O verão, que é a altura do ano em que é mais duro e mais difícil trabalhar, por causa do calor, é também a minha época do ano preferido, porque é quando vemos o resultado do nosso trabalho, sentimos os aromas. Durante as geadas, as ervas hibernam, é a partir de Abril-Maio que o ciclo começa a despontar. Mas as alterações climáticas também se podem ver por aqui: este ano só houve duas geadas. E as plantas precisam de ganhar horas de frio para depois poderem crescer no no verão.
Nós temos uma pessoa que trabalha ao dia connosco. Mas é muito difícil arranjar mão de obra. Não se consegue ninguém para vir trabalhar no campo. E estes olivais intensivos vieram complicar. Porque as poucas pessoas que contratam andam num trator com ar condicionado. Quem é que depois quer estar aqui ao calor? Antigamente os miúdos também gostavam de trabalhar no verão, para fazer algum dinheiro para eles. Mas hoje em dia, como os pais dão tudo e mais alguma coisa, não se chegam à frente. Por isso vêm pessoas de fora, e têm mesmo de vir.
Há aqui um grupo que acolhe muito bem toda a gente. Viver no Alvito é muito seguro e há muita vida social. No verão há baile na praça todas as sextas-feiras. E em Vila Nova da Baronia há todos os sábados. Há sempre festa e também já há muitas crianças. Há uma coisa que me deixou contente.

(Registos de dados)
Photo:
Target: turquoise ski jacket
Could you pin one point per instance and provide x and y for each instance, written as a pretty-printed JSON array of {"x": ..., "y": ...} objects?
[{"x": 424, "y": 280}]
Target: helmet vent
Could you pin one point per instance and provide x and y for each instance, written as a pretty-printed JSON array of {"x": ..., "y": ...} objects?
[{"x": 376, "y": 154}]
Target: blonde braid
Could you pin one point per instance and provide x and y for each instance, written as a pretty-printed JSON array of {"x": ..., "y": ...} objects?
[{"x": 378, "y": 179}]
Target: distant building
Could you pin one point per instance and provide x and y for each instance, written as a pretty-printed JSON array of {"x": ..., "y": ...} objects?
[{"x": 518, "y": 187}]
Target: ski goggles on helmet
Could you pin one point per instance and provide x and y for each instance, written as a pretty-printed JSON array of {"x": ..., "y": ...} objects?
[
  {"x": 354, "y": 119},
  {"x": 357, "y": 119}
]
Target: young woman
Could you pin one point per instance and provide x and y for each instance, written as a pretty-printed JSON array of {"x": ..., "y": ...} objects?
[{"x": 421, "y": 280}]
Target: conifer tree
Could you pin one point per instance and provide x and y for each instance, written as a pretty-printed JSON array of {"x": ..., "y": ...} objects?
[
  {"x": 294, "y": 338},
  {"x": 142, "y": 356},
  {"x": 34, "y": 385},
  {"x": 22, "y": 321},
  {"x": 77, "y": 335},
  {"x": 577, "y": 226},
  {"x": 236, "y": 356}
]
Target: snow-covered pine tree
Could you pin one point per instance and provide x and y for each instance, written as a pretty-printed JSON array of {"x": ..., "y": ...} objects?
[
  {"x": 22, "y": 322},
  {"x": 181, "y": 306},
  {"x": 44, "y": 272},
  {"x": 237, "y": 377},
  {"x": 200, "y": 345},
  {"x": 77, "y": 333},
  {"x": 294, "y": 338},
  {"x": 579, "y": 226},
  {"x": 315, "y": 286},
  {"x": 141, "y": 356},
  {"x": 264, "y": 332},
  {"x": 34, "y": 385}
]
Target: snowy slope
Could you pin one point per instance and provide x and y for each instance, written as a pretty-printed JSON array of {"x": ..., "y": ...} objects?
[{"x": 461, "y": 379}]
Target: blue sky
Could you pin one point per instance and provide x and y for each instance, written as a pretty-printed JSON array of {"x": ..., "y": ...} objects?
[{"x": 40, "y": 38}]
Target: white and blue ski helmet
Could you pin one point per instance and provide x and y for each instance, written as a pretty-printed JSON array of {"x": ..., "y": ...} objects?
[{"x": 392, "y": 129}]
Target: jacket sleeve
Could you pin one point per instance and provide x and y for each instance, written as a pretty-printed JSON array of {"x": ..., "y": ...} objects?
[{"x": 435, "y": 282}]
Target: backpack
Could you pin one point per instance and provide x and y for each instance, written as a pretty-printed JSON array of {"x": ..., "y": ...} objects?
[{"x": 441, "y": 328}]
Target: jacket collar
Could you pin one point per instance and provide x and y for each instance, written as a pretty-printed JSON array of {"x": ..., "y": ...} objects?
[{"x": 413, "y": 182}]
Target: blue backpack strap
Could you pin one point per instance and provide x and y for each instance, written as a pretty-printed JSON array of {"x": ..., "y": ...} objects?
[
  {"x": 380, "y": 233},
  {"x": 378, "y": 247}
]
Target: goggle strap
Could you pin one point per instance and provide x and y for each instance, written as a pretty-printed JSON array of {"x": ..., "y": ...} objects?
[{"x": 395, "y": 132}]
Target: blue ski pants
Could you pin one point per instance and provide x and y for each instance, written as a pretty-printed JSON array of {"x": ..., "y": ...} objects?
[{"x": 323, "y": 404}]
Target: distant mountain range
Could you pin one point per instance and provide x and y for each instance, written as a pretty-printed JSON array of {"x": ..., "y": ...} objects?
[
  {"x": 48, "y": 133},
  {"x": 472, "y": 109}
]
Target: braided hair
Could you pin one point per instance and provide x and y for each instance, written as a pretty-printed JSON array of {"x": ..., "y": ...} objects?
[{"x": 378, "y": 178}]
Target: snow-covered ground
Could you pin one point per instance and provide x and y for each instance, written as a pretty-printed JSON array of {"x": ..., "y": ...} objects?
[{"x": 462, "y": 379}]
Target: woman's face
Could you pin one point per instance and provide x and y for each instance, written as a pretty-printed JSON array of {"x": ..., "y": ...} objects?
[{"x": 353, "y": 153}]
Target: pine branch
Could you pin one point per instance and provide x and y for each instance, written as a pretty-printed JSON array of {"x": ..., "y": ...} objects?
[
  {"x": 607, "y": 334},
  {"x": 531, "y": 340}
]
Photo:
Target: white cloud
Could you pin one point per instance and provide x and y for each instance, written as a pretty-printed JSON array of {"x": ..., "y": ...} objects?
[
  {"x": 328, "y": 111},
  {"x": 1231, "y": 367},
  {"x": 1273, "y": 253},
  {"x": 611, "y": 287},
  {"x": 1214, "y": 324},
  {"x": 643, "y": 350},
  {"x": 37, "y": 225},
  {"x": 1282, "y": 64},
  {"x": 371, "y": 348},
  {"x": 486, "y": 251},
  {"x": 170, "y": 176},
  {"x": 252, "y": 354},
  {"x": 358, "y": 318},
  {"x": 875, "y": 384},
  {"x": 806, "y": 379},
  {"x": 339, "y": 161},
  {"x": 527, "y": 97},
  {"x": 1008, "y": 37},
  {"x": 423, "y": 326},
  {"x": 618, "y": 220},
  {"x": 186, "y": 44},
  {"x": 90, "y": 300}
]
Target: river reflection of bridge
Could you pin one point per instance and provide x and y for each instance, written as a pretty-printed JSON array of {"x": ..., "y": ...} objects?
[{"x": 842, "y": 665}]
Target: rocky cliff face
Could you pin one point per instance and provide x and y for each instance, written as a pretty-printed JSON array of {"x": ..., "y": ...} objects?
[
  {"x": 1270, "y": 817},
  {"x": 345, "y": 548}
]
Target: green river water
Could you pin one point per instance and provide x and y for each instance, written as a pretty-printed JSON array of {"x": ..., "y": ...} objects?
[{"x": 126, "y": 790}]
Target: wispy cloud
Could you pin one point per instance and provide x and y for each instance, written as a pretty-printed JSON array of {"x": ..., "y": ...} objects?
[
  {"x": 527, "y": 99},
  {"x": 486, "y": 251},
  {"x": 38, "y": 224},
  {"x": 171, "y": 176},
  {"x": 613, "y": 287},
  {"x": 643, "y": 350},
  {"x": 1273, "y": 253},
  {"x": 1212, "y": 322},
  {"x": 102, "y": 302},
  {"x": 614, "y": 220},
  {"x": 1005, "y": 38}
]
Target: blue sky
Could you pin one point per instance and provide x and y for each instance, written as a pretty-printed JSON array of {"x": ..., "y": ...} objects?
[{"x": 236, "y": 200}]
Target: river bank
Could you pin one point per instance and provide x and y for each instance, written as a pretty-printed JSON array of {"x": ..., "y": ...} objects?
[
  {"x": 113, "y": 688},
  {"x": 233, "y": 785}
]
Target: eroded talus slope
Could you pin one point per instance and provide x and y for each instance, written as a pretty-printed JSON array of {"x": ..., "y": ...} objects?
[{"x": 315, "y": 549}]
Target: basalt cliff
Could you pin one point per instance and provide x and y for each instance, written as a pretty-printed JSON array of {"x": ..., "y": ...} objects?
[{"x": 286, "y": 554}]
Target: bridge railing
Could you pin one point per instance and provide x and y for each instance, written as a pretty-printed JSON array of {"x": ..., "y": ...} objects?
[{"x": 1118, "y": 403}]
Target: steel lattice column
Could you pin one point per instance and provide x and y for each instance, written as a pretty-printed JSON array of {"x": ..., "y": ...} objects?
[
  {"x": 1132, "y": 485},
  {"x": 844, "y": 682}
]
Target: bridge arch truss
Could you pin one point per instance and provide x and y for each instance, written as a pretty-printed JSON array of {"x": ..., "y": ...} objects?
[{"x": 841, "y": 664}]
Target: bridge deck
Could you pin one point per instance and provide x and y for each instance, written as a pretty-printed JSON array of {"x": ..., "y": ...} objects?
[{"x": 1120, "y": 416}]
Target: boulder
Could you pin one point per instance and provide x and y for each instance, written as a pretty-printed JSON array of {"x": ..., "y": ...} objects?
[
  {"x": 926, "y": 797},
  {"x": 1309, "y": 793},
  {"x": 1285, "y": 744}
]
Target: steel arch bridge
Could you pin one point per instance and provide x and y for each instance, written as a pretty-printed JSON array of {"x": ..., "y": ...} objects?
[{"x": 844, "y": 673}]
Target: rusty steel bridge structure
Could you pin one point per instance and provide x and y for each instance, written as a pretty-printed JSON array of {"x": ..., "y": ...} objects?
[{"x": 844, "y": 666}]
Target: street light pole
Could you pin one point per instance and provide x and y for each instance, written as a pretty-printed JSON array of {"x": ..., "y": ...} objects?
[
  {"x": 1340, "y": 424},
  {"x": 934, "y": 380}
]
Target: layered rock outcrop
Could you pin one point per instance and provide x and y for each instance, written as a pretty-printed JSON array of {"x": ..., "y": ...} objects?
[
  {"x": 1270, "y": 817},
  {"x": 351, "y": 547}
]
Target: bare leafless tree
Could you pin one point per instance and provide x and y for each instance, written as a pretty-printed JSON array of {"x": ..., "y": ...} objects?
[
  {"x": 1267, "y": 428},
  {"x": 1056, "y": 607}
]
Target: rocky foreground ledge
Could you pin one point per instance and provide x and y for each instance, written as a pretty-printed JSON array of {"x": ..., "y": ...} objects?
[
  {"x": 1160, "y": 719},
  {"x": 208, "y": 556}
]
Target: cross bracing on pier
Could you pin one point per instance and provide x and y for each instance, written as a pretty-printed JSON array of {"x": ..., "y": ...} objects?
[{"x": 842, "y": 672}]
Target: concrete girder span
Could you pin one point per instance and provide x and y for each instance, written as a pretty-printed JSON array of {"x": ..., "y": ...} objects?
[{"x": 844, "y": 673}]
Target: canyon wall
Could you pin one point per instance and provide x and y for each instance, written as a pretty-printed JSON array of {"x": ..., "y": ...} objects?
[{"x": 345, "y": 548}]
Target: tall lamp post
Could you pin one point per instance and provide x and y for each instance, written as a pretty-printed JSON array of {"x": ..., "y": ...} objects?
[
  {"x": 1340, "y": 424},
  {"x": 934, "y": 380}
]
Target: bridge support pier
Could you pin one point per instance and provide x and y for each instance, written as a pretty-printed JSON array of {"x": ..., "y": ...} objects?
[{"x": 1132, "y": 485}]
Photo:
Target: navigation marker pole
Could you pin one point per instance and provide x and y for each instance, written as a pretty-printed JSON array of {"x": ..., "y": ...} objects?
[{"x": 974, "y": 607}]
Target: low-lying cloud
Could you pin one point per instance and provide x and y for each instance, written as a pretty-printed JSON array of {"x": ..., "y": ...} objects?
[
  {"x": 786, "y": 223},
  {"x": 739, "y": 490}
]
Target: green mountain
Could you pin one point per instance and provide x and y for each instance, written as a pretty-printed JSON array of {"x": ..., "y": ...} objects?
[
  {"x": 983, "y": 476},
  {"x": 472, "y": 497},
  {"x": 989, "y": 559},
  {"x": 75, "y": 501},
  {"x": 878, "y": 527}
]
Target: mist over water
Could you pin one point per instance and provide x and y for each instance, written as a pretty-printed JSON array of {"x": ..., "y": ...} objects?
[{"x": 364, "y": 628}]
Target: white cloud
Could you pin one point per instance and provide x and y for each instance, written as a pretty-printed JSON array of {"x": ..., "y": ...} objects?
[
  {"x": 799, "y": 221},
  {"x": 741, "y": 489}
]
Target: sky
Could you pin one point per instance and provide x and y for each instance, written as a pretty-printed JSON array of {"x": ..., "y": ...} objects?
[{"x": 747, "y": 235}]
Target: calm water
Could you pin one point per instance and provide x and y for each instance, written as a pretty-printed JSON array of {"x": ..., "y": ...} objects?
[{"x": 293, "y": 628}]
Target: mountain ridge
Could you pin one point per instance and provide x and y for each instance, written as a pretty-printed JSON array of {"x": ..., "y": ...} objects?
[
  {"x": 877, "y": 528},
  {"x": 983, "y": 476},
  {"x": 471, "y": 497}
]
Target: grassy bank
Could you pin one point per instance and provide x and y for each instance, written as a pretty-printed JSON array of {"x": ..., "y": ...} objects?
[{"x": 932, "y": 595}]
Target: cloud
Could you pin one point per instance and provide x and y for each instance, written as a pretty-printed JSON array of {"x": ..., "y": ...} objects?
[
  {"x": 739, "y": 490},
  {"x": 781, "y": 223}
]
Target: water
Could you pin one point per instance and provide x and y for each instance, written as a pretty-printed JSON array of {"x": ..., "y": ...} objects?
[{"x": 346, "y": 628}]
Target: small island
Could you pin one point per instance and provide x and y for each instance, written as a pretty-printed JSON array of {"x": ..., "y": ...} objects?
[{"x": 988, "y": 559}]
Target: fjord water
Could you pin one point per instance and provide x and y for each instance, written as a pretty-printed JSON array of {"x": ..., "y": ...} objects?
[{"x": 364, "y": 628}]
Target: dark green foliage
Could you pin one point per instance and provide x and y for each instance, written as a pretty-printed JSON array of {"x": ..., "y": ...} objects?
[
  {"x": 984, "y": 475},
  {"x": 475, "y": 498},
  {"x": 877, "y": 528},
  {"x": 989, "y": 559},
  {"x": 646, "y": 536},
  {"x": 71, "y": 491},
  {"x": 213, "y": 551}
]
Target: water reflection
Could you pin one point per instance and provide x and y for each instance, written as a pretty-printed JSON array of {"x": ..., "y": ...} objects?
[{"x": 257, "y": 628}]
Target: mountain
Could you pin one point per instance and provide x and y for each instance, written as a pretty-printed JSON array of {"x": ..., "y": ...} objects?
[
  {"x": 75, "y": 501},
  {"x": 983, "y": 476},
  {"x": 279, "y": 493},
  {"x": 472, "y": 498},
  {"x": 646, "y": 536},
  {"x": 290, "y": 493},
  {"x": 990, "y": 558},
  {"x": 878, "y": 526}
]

> Objetivo da tarefa: Reproduza o trecho do excerto que vai desde "Há aqui um grupo" até "me deixou contente.", inclusive. As linhas não entram neste exercício.

> Resultado do exercício:
Há aqui um grupo que acolhe muito bem toda a gente. Viver no Alvito é muito seguro e há muita vida social. No verão há baile na praça todas as sextas-feiras. E em Vila Nova da Baronia há todos os sábados. Há sempre festa e também já há muitas crianças. Há uma coisa que me deixou contente.